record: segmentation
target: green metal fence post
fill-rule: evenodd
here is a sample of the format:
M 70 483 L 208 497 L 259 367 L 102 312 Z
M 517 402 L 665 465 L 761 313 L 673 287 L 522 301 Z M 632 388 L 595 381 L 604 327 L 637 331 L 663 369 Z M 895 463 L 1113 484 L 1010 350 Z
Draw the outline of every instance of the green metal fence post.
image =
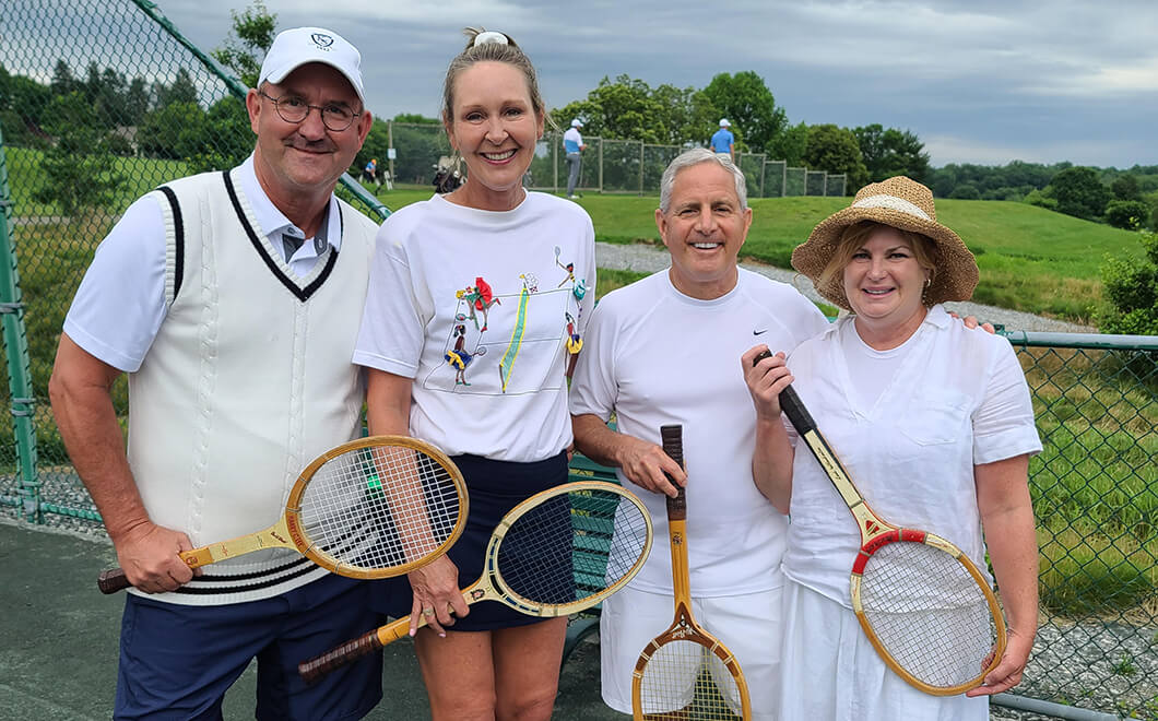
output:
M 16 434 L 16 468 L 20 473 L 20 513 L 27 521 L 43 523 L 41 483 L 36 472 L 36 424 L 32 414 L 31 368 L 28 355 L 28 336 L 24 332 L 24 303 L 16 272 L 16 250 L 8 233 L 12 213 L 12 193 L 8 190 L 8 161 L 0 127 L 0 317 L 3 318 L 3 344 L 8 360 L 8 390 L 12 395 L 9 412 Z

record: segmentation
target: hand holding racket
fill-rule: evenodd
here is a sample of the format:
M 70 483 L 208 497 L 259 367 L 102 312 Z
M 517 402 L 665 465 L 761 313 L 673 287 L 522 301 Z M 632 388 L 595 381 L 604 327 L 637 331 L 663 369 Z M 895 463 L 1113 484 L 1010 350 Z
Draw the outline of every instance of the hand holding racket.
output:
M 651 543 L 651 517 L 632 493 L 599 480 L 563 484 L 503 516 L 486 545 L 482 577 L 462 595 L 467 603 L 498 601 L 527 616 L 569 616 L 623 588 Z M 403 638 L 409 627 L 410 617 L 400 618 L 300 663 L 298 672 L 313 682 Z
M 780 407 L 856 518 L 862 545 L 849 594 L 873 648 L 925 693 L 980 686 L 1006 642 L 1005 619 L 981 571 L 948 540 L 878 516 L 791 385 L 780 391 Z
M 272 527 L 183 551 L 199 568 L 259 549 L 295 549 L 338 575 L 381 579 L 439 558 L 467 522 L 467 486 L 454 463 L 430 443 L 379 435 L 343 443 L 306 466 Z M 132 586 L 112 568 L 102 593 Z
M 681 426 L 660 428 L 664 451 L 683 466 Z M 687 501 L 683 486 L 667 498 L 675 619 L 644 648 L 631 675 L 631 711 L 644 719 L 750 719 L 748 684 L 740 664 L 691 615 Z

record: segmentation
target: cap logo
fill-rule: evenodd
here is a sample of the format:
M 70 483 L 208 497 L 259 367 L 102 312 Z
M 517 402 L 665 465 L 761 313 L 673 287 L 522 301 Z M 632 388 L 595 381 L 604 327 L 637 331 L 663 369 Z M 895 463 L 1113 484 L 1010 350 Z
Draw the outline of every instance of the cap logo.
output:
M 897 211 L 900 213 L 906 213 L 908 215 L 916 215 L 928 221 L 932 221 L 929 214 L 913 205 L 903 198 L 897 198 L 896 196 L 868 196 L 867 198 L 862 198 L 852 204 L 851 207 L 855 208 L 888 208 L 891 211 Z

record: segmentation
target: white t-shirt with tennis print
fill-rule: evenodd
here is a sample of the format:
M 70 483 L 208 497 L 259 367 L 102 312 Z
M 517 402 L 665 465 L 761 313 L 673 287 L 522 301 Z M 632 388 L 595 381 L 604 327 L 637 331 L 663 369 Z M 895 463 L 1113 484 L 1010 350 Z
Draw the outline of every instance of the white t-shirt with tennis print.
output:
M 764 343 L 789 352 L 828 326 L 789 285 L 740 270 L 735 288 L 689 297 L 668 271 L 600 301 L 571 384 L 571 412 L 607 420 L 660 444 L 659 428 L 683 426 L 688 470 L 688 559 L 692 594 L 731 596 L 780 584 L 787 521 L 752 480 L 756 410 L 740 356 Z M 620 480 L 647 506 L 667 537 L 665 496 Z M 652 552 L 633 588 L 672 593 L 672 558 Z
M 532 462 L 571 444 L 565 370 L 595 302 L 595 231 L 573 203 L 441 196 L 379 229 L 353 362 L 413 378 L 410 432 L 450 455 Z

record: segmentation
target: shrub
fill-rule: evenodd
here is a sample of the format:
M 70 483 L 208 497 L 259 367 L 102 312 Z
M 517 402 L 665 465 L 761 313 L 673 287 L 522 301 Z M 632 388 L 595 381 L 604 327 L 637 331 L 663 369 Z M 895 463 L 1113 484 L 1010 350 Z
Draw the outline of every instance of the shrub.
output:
☆ ☆ ☆ ☆ ☆ ☆ ☆
• **Task instructions**
Can you reproduce all of the material above word for word, leaving out the pictures?

• **Problem solution**
record: segmentation
target: green metal fence post
fill-rule: evenodd
here is a sample of the format:
M 70 483 L 208 497 L 259 367 L 102 312 Z
M 517 402 L 665 465 L 761 313 L 673 287 L 522 301 Z M 632 388 L 595 381 L 604 327 L 637 331 L 663 369 Z M 895 463 L 1113 484 L 1010 350 Z
Draw the outline of every instance of the green metal fence post.
image =
output:
M 16 434 L 16 468 L 20 473 L 20 513 L 27 521 L 43 523 L 41 483 L 36 472 L 36 424 L 32 414 L 31 368 L 28 355 L 28 336 L 24 332 L 24 303 L 16 272 L 16 250 L 8 233 L 12 213 L 12 193 L 8 190 L 8 161 L 0 127 L 0 317 L 3 318 L 3 344 L 8 360 L 8 390 L 12 395 L 9 412 Z

record: segmentation
target: hand holding racket
fill-rule: evenodd
here is a sample of the format:
M 70 483 L 208 497 L 259 367 L 102 312 Z
M 517 402 L 665 465 L 761 313 L 673 287 L 522 301 Z M 632 388 L 595 381 L 604 327 L 637 331 L 663 369 Z M 895 463 L 1113 484 L 1010 350 Z
Draw the outline of every instance of the hand holding racket.
output:
M 651 543 L 651 517 L 632 493 L 599 480 L 563 484 L 503 516 L 486 545 L 482 577 L 462 595 L 467 603 L 498 601 L 527 616 L 569 616 L 623 588 Z M 403 638 L 409 627 L 410 617 L 400 618 L 300 663 L 298 672 L 313 682 Z
M 780 407 L 856 518 L 862 545 L 849 594 L 873 648 L 925 693 L 980 686 L 1006 642 L 1005 619 L 981 571 L 948 540 L 878 516 L 791 385 L 780 391 Z
M 272 527 L 183 551 L 199 568 L 259 549 L 295 549 L 338 575 L 381 579 L 439 558 L 467 522 L 467 486 L 454 463 L 430 443 L 379 435 L 343 443 L 306 466 Z M 132 586 L 112 568 L 102 593 Z
M 681 426 L 660 428 L 664 451 L 683 466 Z M 687 501 L 683 486 L 667 498 L 675 619 L 644 648 L 631 675 L 631 711 L 644 719 L 750 719 L 748 684 L 740 664 L 691 615 Z

record: segmentation
target: cap logo
fill-rule: evenodd
here is a sample of the format:
M 70 483 L 208 497 L 259 367 L 102 312 Z
M 517 402 L 665 465 L 761 313 L 673 287 L 522 301 Z M 632 388 L 595 381 L 604 327 L 637 331 L 663 369 Z M 895 463 L 1113 484 L 1010 350 Z
Draw the outline of every instance of the cap logo.
output:
M 897 211 L 900 213 L 906 213 L 908 215 L 916 215 L 928 221 L 932 221 L 929 214 L 913 205 L 903 198 L 897 198 L 896 196 L 868 196 L 867 198 L 862 198 L 852 204 L 851 207 L 855 208 L 888 208 L 891 211 Z

record: segmentation
target: white t-shirt with tennis print
fill-rule: evenodd
here is a sample of the format:
M 70 483 L 208 497 L 259 367 L 102 312 Z
M 517 402 L 665 465 L 761 313 L 673 287 L 522 301 Z M 632 388 L 595 381 L 604 327 L 637 331 L 663 369 Z M 895 463 L 1113 484 L 1010 350 Z
Draw the outline of every instance of the white t-shirt with tennis print.
output:
M 764 343 L 789 352 L 828 326 L 789 285 L 740 270 L 735 288 L 689 297 L 668 271 L 600 301 L 571 384 L 571 412 L 607 420 L 660 444 L 659 428 L 683 426 L 688 470 L 688 559 L 692 594 L 731 596 L 780 584 L 787 521 L 752 480 L 756 410 L 740 356 Z M 620 480 L 647 506 L 667 537 L 665 496 Z M 652 552 L 633 588 L 672 593 L 672 558 Z
M 532 462 L 571 444 L 565 370 L 595 302 L 595 231 L 573 203 L 441 196 L 379 229 L 353 362 L 413 378 L 410 432 L 450 455 Z

record: segmentation
target: shrub
fill-rule: evenodd
here is a sample of the format:
M 70 483 L 208 497 L 259 367 L 102 312 Z
M 517 402 L 665 465 L 761 313 L 673 287 L 522 301 Z M 632 388 L 595 381 L 604 327 L 637 331 L 663 369 Z M 895 463 L 1113 484 L 1010 350 Z
Draw the outline of every instance of the shrub.
output:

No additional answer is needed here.